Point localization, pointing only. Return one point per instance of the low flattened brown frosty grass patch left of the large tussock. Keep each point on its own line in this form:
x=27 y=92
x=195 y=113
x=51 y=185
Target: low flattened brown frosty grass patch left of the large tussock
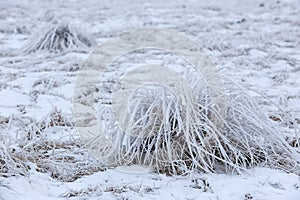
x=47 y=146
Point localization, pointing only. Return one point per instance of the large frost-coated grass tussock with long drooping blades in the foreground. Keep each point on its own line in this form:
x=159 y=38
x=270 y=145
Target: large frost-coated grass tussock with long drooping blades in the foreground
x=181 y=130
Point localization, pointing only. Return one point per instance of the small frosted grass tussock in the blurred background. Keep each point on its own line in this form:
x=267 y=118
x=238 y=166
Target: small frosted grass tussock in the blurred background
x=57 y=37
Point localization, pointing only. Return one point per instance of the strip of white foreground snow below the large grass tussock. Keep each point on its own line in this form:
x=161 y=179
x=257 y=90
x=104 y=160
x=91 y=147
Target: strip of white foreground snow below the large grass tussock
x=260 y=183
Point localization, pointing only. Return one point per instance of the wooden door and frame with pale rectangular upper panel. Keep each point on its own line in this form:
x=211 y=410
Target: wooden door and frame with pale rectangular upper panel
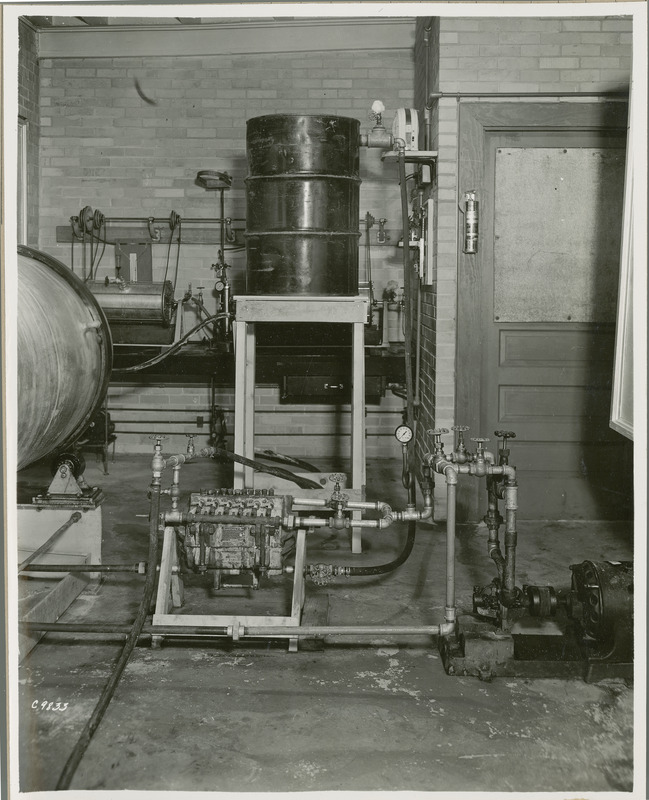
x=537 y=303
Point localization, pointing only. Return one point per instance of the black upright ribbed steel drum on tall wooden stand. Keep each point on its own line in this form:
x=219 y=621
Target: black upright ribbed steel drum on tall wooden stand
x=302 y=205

> EXERCISE DIRECTIONS
The answer must be the line containing "of the black" and every line after it through the last line of the records above, repeated exactly.

> ANSWER TO THE EXERCISE
Point localization, pointing only. Return one point per instance of the black upright ribbed steel drum on tall wooden stand. Keep each point on its own line in this form:
x=219 y=621
Target: black upright ribbed steel drum on tall wooden stand
x=302 y=205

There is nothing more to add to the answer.